=== SOURCE DOCUMENT ===
Opinion | People are dying. Fix the damn road safety laws in Michigan.

There are a few things every working man and woman want from their work, regardless of what their job is: to work with dignity, to be paid fairly, and to return home safely at the end of the day.  These should not be privileges. They are rights. 
 
But for the hard-working people who are rebuilding the roads and bridges in the state of Michigan, that last right – to return home safely at the end of the day – has been more and more in doubt.  In the last few weeks, we have seen five separate instances of road workers across our state injured and even killed in accidents with motorists.  Lives have been impacted. Families have been destroyed.  These accidents are tragic.  But even worse is the knowledge that these accidents were completely avoidable.

Douglas W. Stockwell is business manager and general vice-presidents of Operating Engineers Local 324 labor union.

For years, the state of Michigan has been slower than our surrounding neighbors to increase the safety laws around road work zones.  We have watched as states like Pennsylvania, Ohio, Indiana and Illinois have increased the amount of protection required for workers who are rebuilding the roads, often inches from cars and trucks moving at dangerous speeds.
===
From the opinion piece on Michigan road safety, extract the passage between "Opinion | People" and "They are rights.", inclusive.
=== SUPPLIED ENTRIES ===
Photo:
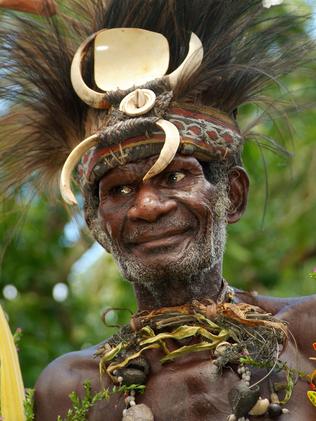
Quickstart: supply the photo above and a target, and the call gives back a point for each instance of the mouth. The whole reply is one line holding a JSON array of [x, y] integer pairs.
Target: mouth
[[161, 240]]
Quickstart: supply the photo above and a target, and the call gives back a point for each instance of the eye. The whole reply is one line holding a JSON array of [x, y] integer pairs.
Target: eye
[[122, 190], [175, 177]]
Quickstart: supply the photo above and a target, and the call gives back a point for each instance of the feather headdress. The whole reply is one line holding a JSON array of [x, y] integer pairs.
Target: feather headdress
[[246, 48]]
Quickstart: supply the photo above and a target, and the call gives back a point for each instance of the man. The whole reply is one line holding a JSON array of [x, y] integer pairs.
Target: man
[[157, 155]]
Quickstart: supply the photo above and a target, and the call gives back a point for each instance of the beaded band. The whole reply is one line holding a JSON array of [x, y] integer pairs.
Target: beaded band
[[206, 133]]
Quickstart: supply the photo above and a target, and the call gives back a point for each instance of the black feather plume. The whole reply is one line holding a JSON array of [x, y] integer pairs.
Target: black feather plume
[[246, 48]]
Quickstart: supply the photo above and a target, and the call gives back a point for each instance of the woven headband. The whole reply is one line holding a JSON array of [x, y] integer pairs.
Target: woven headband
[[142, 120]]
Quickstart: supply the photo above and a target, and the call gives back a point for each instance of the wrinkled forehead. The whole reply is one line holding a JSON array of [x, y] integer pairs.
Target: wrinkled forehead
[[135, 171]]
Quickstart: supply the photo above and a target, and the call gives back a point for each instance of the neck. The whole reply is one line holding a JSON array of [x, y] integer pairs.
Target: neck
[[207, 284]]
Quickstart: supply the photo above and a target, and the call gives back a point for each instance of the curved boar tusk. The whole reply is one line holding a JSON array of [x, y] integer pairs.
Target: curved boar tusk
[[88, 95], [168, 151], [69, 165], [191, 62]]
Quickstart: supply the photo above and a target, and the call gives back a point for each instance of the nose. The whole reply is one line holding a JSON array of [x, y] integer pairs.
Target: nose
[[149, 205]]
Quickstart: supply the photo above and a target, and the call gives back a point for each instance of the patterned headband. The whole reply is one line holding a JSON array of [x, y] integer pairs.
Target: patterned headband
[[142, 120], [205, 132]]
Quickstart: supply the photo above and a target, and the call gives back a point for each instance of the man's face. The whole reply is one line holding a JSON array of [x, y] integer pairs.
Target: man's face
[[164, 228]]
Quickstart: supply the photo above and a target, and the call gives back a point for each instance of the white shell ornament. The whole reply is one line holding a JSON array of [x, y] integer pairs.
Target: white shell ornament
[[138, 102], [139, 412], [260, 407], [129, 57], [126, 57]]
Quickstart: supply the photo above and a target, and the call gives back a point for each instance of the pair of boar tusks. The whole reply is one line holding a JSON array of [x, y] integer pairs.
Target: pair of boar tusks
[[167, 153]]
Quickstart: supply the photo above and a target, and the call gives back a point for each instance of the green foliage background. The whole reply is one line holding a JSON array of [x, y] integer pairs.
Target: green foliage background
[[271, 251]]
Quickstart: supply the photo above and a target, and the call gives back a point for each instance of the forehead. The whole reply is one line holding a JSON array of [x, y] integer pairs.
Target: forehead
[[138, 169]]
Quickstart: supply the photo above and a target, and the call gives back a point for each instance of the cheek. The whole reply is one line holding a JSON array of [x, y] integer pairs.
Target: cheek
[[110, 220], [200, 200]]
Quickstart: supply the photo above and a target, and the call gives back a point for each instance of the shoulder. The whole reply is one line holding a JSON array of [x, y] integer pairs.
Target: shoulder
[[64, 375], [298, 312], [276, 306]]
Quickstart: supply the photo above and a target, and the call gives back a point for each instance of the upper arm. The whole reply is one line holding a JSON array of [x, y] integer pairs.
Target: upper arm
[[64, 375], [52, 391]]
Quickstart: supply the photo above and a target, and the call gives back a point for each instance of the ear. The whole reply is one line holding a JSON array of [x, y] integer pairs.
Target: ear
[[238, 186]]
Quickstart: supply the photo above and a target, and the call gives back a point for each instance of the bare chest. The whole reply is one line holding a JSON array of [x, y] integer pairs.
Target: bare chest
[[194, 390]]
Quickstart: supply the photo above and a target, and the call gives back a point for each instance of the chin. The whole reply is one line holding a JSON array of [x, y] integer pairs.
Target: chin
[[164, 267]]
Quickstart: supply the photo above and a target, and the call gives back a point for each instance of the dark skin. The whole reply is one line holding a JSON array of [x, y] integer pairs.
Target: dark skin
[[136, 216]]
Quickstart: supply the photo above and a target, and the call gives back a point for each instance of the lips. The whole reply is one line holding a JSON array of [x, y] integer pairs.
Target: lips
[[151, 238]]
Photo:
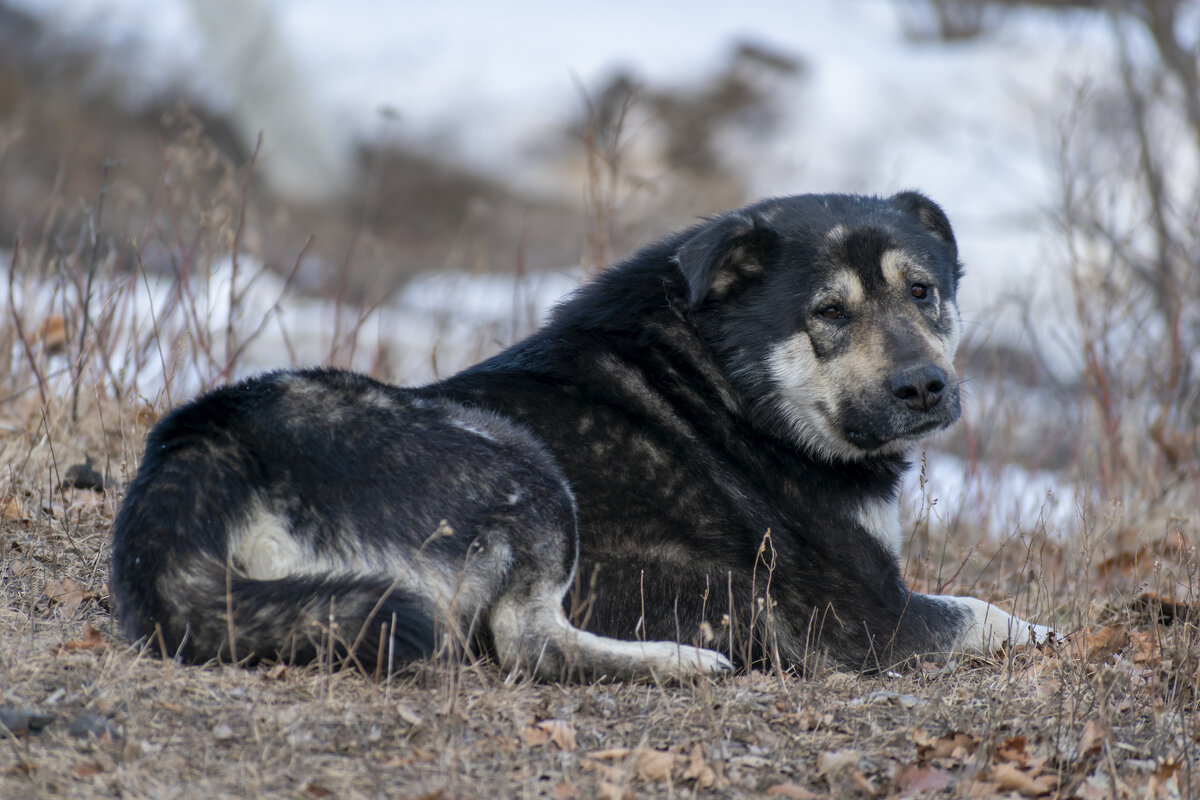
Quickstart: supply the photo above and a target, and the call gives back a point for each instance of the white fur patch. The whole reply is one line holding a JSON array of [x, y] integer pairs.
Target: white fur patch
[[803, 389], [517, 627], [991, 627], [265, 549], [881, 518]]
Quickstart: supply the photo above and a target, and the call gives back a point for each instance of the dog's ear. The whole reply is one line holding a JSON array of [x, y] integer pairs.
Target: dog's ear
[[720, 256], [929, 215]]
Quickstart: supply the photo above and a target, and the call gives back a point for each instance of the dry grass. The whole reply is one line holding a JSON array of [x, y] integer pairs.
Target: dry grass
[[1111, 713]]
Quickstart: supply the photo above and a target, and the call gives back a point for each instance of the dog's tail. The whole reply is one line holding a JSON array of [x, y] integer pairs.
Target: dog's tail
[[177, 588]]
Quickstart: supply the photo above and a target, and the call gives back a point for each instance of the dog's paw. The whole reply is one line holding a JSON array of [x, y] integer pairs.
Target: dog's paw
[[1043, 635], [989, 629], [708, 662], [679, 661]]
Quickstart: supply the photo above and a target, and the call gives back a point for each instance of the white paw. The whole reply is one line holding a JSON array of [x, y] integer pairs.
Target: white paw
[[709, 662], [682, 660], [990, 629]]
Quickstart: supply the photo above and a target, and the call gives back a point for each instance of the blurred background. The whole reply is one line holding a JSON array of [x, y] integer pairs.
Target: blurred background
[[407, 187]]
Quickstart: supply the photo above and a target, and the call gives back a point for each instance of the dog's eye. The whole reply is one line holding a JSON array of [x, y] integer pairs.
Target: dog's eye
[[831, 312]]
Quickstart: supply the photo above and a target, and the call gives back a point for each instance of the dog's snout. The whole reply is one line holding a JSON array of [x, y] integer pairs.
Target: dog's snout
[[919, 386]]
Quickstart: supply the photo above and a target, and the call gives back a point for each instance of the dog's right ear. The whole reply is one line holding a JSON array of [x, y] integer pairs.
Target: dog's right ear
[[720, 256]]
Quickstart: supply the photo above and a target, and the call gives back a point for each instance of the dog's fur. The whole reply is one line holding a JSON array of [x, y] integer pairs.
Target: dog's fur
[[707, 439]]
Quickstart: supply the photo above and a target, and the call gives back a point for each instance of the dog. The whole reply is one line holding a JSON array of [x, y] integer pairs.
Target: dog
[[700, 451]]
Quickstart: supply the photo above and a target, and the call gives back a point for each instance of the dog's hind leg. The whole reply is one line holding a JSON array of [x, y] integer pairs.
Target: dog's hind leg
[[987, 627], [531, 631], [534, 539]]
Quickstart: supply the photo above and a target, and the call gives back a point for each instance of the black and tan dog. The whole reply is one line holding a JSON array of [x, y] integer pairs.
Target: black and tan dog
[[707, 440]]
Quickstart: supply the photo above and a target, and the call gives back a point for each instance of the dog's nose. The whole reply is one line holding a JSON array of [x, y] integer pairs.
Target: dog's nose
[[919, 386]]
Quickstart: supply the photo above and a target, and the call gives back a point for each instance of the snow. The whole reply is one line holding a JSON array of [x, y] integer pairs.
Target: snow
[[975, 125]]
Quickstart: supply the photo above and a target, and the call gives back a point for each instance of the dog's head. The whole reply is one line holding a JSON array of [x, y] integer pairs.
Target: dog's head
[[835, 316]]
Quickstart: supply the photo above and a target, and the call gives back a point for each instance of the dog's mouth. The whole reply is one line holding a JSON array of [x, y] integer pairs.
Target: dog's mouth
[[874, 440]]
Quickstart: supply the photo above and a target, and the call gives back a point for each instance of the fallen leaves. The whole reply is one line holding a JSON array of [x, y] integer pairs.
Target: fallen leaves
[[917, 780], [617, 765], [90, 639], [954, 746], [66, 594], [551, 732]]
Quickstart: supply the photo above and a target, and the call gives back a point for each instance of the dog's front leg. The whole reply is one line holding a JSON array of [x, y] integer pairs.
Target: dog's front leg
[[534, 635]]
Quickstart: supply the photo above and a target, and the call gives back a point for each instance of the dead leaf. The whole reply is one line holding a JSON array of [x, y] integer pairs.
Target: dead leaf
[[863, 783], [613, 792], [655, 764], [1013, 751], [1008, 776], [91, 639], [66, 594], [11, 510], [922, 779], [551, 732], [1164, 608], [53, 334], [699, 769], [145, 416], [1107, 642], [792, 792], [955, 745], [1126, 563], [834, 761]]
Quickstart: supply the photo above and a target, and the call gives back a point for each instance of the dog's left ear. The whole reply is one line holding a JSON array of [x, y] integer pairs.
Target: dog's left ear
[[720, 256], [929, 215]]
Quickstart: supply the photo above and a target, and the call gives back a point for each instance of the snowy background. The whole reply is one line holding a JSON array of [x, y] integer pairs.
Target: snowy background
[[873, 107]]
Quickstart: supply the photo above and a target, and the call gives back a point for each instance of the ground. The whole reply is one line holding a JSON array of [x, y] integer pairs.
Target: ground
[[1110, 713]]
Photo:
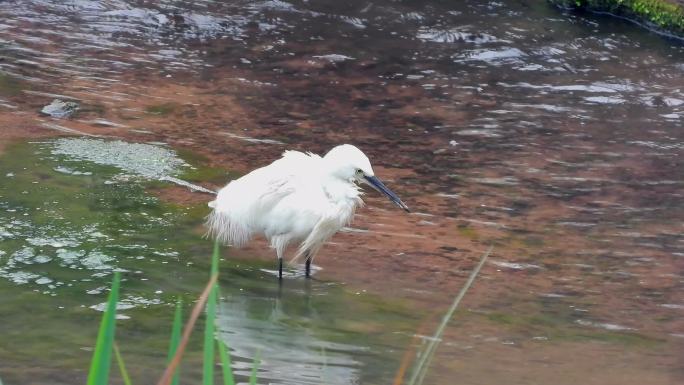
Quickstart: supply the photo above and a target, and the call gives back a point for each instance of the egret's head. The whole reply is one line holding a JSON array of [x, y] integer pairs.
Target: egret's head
===
TASK SOLUTION:
Opinion | People are dying. Fix the damn road safety laws in Michigan.

There are a few things every working man and woman want from their work, regardless of what their job is: to work with dignity, to be paid fairly, and to return home safely at the end of the day.  These should not be privileges. They are rights.